[Supplied passage]

· · ·

M.D. Anderson Cancer Center

The University of Texas M.D. Anderson Cancer Center was founded in 1941 by the Texas Legislature and is a world leader in the effort to conquer cancer. Their designation as one of the National Cancer Institute’s 40 Comprehensive Cancer Centers attests to the breadth and depth of their expertise in cancer patient care, research, education and prevention.

Mission

To eliminate cancer in Texas, the nation and the world through outstanding programs that integrate patient care, research and prevention, and through educationfor undergraduate and graduate students, trainees, professionals, employees and the public.

People Served

Almost 700,000 patients have registered since 1944. In 2007, M.D. Anderson treated 84,969 patients; 29,157 or whom were new patients.

Facilities and Staff

512-bed hospital, outpatient clinic, clinical and basic research facilities and a biotech research park. Approximately 1,312 full-time faculty and more than 15,000 employees.

Accomplishments

  • For five of the last eight years, M.D. Anderson Cancer Center has ranked No. 1 in cancer care in "America’s Best Hospitals", a survey published annually in U.S. News & World Report.
  • M.D. Anderson holds accreditation from the Joint Commission
  • M.D. Anderson has the Magnet Nursing Services Recognition, the highest honor in healt care for nursing services.

· · ·

[Exercises to complete]
• a. Answer these questions using the passage on M.D. Anderson Cancer Center, one line each, marked the same way:
(i) In what year was the center founded, and by what body?
(ii) How many beds does its hospital have?
(iii) About how many full-time faculty does it have?
• b. Repeat the part of the passage on M.D. Anderson Cancer Center between "Accomplishments" and "for nursing services.", inclusive.
• c. Carry on the passage on M.D. Anderson Cancer Center from the point where it stops.

· · ·

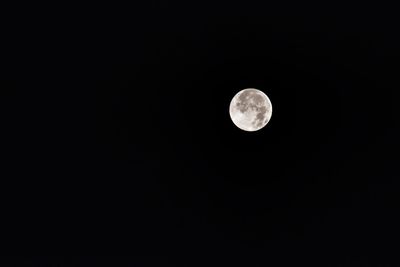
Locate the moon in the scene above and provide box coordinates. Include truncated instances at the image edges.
[229,88,272,132]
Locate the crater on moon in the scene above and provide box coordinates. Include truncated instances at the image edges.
[229,88,272,131]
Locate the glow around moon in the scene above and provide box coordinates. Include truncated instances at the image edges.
[229,88,272,132]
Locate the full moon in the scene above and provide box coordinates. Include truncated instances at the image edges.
[229,88,272,132]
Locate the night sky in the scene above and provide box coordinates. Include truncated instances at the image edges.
[2,1,400,267]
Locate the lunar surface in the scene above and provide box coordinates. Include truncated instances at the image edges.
[229,88,272,132]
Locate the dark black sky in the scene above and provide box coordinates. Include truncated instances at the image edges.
[2,1,400,266]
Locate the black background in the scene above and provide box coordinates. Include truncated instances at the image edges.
[2,2,400,266]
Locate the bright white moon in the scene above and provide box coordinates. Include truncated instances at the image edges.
[229,88,272,132]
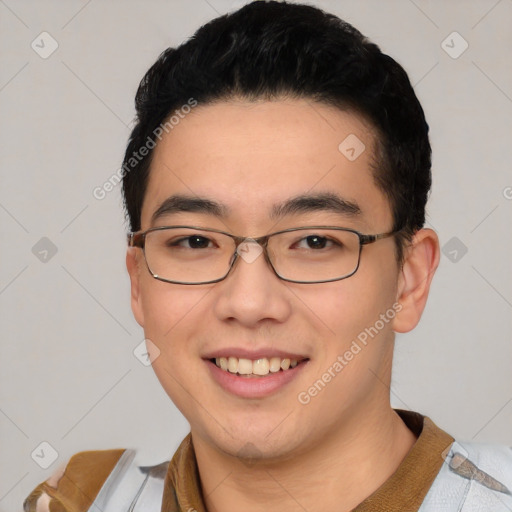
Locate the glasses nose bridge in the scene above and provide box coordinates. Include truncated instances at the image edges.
[229,235,275,273]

· · ·

[Answers for each item]
• a.
(i) 1941, by the Texas Legislature
(ii) 512
(iii) Approximately 1,312

• b.
Accomplishments

  • For five of the last eight years, M.D. Anderson Cancer Center has ranked No. 1 in cancer care in "America’s Best Hospitals", a survey published annually in U.S. News & World Report.
  • M.D. Anderson holds accreditation from the Joint Commission
  • M.D. Anderson has the Magnet Nursing Services Recognition, the highest honor in healt care for nursing services.

• c.
  • Approximately 10,000 patients participate in M.D. Anderson clinical trials to test new therapies - more than any other cancer center. This helps them move advances from the laboratory to the clinic to benefit patients faster than most other institutions.
  • M.D. Anderson grants B.S. degrees in the health sciences and shares degree-granting status with The University of Texas Health Science Center at Houston for M.S. and Ph.D. degrees in the Graduate School of Biomedical Sciences.

Goals

  • Enhance the excellence, value, safety and efficiency of our patient care.
  • Enhance the quality of existing research programs and develop priority programs for the future.
  • Expand research addressing risk assessment, prevention and early detection of cancer and develop strategies to disseminate these finding.
  • Enhance the quality and outcomes of their undergraduate and graduate degree-granting programs, and their post-doctoral training programs.